◆ YOUR OBJECTIVE
Copy every line of the data, requests included, from the line containing "Query: patterned area rug" through the end of the data. Multiply each x and y coordinate in the answers by 0.9 and round to whole numbers, with halves going up; leave the numbers in the requests and their format samples unchanged.

◆ DATA ENTRIES
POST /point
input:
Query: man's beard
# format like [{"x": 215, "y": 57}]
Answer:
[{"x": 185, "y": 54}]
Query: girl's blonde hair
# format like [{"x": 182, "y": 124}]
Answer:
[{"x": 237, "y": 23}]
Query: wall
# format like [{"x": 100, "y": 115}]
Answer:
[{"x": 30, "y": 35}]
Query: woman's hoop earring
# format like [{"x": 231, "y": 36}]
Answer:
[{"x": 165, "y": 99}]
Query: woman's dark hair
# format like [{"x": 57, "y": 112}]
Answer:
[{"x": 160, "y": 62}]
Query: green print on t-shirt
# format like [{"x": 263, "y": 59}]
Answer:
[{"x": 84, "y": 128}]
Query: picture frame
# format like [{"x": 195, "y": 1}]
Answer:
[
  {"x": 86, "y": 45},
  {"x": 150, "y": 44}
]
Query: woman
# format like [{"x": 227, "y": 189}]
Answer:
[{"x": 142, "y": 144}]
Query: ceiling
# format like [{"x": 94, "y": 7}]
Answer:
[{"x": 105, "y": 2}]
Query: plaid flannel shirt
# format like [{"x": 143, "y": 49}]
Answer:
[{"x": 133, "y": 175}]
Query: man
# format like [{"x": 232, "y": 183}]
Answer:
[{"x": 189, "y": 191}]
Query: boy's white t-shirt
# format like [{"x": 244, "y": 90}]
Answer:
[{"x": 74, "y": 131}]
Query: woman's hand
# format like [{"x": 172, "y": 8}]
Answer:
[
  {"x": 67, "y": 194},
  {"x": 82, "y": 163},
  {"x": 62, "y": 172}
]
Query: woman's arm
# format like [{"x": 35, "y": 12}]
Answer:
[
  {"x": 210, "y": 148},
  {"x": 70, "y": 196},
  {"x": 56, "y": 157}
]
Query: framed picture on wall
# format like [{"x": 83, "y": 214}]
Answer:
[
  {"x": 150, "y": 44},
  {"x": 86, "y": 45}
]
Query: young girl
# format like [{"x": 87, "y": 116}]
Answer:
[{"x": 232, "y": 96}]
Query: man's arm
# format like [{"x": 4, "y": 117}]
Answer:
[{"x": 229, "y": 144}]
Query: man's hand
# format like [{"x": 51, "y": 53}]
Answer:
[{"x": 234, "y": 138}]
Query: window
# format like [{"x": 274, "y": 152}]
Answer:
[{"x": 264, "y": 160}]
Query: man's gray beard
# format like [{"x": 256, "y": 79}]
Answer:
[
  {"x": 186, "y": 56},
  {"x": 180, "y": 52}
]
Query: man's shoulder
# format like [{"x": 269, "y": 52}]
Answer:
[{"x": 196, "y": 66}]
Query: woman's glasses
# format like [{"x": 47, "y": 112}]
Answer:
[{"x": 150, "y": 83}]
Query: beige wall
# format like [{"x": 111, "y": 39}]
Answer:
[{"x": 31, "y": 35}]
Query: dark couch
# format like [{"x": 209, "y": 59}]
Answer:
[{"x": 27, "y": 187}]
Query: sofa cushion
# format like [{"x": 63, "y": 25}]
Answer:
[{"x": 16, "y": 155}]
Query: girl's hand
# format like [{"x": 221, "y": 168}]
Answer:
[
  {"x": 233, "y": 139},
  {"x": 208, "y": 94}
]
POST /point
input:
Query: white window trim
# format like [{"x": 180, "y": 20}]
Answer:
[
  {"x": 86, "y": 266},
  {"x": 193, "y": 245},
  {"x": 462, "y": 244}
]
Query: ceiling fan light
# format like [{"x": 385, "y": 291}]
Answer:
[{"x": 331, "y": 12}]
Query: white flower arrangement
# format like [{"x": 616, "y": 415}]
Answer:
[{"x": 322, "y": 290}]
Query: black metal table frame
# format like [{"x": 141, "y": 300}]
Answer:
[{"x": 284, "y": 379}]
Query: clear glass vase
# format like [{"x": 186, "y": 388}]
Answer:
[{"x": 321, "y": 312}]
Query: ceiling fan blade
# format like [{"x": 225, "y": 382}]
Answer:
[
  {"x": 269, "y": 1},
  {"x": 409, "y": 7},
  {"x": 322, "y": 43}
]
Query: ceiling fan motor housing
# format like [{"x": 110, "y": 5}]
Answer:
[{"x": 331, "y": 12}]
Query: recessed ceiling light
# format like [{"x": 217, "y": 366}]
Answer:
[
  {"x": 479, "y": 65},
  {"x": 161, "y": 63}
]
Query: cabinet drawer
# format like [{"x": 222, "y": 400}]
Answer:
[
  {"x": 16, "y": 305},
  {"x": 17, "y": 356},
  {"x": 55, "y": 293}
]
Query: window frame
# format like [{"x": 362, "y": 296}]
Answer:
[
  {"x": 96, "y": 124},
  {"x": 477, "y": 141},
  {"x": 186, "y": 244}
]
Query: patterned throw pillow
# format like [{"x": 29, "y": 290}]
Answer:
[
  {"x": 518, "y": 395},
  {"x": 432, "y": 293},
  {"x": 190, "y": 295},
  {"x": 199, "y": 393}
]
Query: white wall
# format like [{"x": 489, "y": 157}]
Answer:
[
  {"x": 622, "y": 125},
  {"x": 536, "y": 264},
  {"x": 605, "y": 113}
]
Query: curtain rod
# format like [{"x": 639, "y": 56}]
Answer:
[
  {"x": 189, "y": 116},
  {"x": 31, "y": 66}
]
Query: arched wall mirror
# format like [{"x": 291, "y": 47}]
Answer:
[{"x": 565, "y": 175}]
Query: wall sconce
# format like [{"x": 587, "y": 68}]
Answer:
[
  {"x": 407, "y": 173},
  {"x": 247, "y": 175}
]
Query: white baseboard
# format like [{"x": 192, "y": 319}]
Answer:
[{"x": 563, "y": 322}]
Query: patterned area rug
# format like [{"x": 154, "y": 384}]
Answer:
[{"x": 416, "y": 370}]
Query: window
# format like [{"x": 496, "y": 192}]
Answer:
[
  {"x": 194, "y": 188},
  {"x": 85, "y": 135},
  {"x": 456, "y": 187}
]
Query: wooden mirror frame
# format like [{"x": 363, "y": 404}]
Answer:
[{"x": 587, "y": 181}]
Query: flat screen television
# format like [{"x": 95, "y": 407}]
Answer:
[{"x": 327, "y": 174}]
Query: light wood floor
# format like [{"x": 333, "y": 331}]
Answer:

◆ RESULT FOR THIS TASK
Query: patterned area rug
# format like [{"x": 154, "y": 384}]
Answer:
[{"x": 374, "y": 333}]
Query: window
# format like [{"x": 496, "y": 192}]
Answer:
[
  {"x": 175, "y": 169},
  {"x": 77, "y": 122},
  {"x": 410, "y": 168}
]
Query: wooden mirror frame
# format like [{"x": 363, "y": 404}]
Answer:
[{"x": 528, "y": 163}]
Query: flat screen television
# format like [{"x": 95, "y": 407}]
Answer:
[{"x": 294, "y": 157}]
Query: light wood floor
# format like [{"x": 333, "y": 331}]
Answer:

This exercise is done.